EXERCISE PROMPT
Reproduce the closing part of the entries exactly: the line with "Each instance of the nene" and all lines after it, ending with the last line, and nothing else.

[Entries from a point annotation set]
____________________
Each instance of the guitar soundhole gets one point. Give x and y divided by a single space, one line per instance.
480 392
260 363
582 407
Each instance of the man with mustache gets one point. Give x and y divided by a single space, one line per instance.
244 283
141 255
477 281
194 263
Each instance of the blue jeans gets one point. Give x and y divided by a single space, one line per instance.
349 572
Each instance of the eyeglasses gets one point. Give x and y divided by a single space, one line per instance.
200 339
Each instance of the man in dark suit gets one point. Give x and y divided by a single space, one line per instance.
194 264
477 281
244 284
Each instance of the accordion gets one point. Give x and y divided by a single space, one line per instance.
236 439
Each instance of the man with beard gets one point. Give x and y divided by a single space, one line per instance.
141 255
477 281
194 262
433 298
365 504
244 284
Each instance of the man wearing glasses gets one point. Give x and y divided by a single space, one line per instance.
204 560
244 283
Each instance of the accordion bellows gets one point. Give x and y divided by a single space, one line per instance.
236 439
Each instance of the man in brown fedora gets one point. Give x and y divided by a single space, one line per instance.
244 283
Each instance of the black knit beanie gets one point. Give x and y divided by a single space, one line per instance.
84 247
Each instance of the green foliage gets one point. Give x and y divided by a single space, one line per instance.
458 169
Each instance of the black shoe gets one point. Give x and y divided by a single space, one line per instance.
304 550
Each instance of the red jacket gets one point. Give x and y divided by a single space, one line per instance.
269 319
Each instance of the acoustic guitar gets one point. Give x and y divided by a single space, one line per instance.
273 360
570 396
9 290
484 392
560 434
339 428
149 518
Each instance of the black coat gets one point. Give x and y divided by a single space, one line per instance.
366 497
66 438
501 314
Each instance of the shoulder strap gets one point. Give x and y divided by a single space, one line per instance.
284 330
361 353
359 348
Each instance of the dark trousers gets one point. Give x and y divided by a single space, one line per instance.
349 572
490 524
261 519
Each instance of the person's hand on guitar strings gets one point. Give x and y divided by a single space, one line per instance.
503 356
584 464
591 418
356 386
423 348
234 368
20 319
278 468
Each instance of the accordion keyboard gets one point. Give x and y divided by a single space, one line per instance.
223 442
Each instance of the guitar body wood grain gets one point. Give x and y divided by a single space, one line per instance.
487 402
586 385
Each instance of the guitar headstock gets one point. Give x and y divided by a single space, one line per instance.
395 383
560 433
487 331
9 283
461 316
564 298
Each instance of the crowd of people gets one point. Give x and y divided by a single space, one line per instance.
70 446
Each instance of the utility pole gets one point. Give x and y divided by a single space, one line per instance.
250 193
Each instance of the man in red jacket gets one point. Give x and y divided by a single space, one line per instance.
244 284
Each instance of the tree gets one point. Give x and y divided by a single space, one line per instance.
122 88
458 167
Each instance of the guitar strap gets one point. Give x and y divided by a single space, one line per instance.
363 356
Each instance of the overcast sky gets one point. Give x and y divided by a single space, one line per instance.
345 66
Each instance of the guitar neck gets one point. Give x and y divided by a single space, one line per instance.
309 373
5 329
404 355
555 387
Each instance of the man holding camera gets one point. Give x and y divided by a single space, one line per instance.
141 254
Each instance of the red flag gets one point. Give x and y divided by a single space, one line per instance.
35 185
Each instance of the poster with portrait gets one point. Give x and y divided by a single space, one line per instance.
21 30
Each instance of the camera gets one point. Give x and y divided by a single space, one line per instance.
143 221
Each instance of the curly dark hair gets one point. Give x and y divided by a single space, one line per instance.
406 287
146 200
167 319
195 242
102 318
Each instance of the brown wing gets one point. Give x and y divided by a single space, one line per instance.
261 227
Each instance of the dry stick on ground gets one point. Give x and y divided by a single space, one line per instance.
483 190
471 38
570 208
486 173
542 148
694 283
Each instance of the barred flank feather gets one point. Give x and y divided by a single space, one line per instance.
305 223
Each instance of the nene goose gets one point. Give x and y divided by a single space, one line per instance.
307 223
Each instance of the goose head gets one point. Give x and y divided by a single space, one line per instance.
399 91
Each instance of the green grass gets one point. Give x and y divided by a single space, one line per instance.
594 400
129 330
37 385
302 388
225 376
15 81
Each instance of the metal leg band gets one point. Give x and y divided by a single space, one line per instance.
____________________
REPLY
Each instance of the nene goose gets one point. Give x and y divided by a single space, one line per instance.
307 223
Each instance of the goose head gets one point. Give x and y divided by a single space, one line per instance.
399 91
Each instance of the green grass gets one point. Give x and y divided by a single space, one line per instance.
594 400
129 330
37 385
302 388
225 376
15 81
Each instance of the metal leg band gets one point. Give x and y divided by a single space, one line per instance.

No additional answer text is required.